Hanami Saito

Personal information
- Born: 5 June 2004 (age 22) Yamagata Prefecture, Japan
- Height: 158 cm (5 ft 2 in)
- Weight: 56 kg (123 lb)

Sport
- Sport: Field hockey
- Position: Defence
- Club: Crowning Glories

National team
- Years: Team / Caps / Goals
- 2023–: Japan U–21 / 21 / (9)
- 2024–: Japan / 9 / (2)

Medal record
Women's field hockey
Representing Japan
Asian Cup
| Bronze medal – third place | 2025 Hangzhou |  |
Asian Champions Trophy
| Bronze medal – third place | 2024 Rajgir |  |
Junior Asian Cup
| Bronze medal – third place | 2023 Kakamigahara |  |

= Hanami Saito =

Japanese field hockey player

Hanami Saito (齋藤 はなみ, born 5 June 2004) is a field hockey player from Japan.

==Personal life==
Hanami Saito was born on 5 June 2004, in the Yamagata Prefecture.

She is a former student of Yonezawa Commercial High School.

==Career==
===Domestic league===
In the Japanese national league, Matsunami represents the Crowning Glories.

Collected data
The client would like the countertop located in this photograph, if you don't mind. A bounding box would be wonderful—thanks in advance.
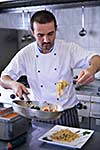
[14,120,100,150]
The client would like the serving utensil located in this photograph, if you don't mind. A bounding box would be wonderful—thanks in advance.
[79,6,87,36]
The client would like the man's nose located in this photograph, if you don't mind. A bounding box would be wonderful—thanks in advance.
[44,36,49,43]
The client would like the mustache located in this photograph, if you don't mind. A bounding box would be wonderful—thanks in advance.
[42,42,51,45]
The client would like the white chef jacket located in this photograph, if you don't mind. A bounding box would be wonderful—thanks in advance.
[1,40,96,107]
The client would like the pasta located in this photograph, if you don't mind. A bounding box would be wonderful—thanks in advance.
[50,129,79,142]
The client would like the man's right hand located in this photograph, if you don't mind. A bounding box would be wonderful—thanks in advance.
[12,81,29,98]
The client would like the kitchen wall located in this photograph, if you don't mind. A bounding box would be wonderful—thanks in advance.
[0,6,100,75]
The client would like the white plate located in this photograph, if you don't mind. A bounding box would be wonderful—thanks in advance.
[38,125,94,148]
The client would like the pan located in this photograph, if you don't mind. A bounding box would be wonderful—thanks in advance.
[12,82,73,120]
[12,100,64,120]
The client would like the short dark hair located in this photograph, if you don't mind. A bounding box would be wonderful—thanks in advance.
[30,10,57,31]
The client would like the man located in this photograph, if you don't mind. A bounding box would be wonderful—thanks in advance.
[1,10,100,127]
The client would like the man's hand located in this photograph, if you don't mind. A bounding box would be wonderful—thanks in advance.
[12,81,29,98]
[76,68,95,84]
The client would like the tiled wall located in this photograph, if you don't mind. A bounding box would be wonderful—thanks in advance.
[53,6,100,53]
[0,6,100,53]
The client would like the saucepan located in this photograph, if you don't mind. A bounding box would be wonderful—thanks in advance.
[12,94,64,120]
[12,100,64,120]
[12,81,73,120]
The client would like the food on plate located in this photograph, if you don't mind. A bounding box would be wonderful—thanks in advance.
[56,80,69,98]
[50,129,79,142]
[31,101,58,112]
[41,103,58,112]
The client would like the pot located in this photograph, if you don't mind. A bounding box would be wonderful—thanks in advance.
[12,100,64,120]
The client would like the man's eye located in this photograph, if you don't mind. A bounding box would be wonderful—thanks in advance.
[38,34,44,37]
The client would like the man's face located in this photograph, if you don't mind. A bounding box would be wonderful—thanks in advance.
[33,21,56,53]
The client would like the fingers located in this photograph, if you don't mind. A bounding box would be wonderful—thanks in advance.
[13,82,29,99]
[56,80,69,98]
[76,70,94,84]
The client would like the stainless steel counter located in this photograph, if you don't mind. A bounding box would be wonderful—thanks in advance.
[14,120,100,150]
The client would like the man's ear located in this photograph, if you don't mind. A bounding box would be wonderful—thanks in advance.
[30,29,34,36]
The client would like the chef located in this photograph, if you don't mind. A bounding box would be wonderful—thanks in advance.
[1,10,100,127]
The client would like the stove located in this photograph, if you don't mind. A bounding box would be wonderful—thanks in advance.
[75,79,100,131]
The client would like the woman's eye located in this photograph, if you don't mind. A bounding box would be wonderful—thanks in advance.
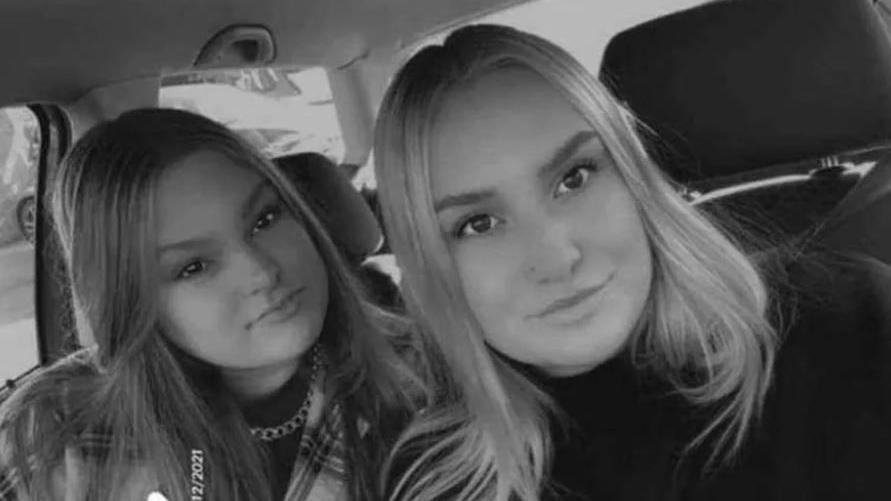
[251,205,282,235]
[456,214,498,238]
[176,259,207,279]
[557,161,597,196]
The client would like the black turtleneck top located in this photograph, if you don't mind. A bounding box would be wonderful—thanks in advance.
[542,254,891,501]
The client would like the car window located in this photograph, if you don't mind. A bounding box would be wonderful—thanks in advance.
[159,68,344,161]
[0,107,40,380]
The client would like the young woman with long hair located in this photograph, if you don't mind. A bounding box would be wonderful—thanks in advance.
[375,25,891,501]
[0,109,424,501]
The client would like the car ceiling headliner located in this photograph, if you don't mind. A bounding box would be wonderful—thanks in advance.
[0,0,523,104]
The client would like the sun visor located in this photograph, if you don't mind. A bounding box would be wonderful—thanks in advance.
[600,0,891,181]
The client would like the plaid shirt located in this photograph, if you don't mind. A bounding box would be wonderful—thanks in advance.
[0,366,349,501]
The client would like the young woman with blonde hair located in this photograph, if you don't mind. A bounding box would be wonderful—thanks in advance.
[0,109,424,501]
[375,25,891,501]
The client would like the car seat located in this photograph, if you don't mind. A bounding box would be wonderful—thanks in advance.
[275,152,402,309]
[600,0,891,262]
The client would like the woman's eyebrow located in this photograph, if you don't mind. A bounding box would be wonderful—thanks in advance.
[433,188,495,212]
[241,179,272,219]
[538,130,598,180]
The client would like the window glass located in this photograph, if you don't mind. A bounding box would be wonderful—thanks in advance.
[159,68,344,161]
[0,107,40,381]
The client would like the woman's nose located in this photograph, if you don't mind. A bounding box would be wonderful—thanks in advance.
[240,245,281,294]
[523,219,583,284]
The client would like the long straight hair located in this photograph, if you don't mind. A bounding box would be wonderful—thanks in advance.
[0,109,424,501]
[375,25,776,500]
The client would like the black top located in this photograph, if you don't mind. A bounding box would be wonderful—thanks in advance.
[544,254,891,501]
[242,370,309,499]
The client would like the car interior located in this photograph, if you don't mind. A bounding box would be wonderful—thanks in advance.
[0,0,891,418]
[601,0,891,262]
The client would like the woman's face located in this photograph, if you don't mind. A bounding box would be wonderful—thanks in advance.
[156,151,328,369]
[430,69,652,376]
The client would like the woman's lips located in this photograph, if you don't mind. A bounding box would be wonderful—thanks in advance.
[531,274,613,319]
[248,287,306,328]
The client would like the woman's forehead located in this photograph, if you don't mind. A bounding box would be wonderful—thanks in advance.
[428,68,591,195]
[155,151,264,241]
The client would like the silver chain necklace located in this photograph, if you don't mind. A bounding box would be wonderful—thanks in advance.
[250,345,324,442]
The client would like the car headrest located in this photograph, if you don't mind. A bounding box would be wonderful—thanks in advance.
[275,153,383,263]
[600,0,891,182]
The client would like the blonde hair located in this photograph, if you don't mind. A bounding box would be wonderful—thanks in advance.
[375,25,777,500]
[0,109,423,501]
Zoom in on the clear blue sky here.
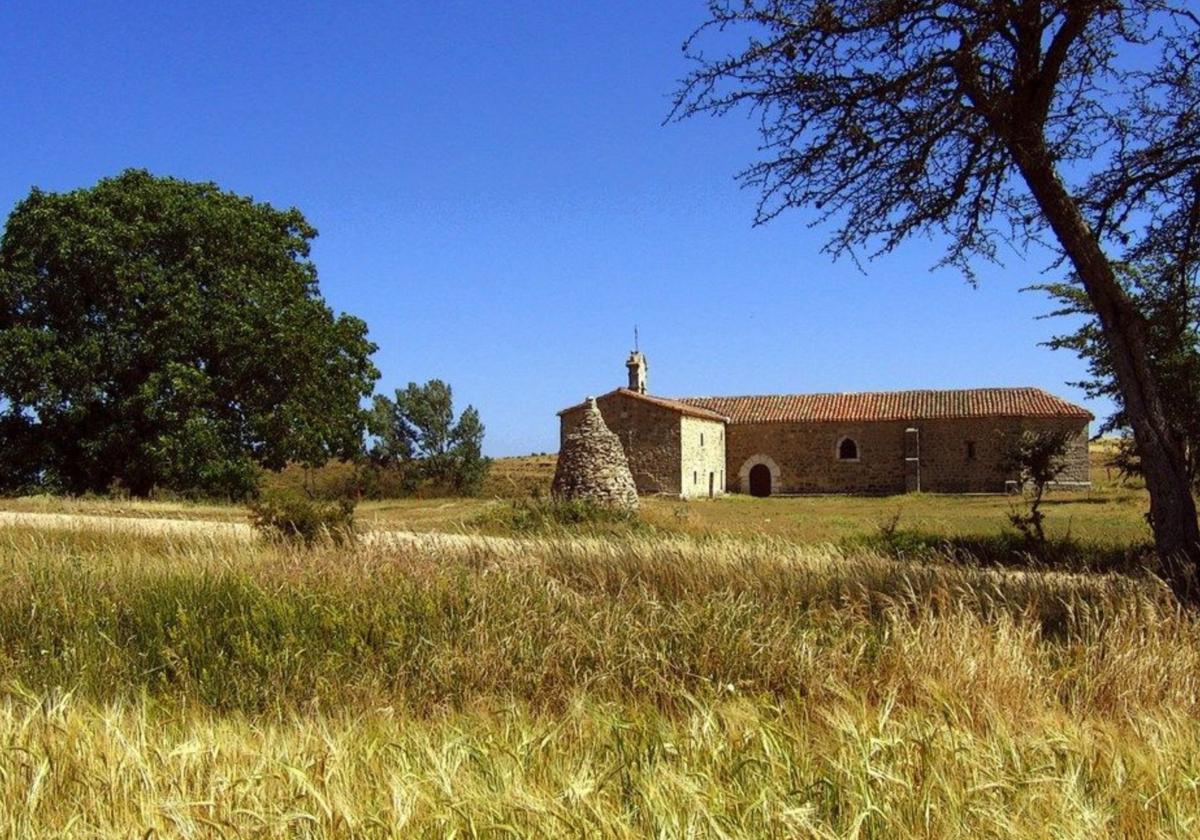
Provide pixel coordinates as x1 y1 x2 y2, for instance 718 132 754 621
0 0 1110 455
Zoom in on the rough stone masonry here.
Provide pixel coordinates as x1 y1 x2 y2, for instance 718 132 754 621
551 397 637 510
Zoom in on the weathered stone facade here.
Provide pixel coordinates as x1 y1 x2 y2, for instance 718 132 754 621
559 388 726 498
679 415 726 498
726 418 1088 494
559 352 1091 498
551 398 637 510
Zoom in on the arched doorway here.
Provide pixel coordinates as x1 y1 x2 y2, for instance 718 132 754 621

Task to complete →
Answer these questions from the profile of Hanami Saito above:
(a) Which high school did she attend?
(b) What position does she play?
(c) In what year and city did she win bronze at the Junior Asian Cup?

Response to the task →
(a) Yonezawa Commercial High School
(b) Defence
(c) 2023, Kakamigahara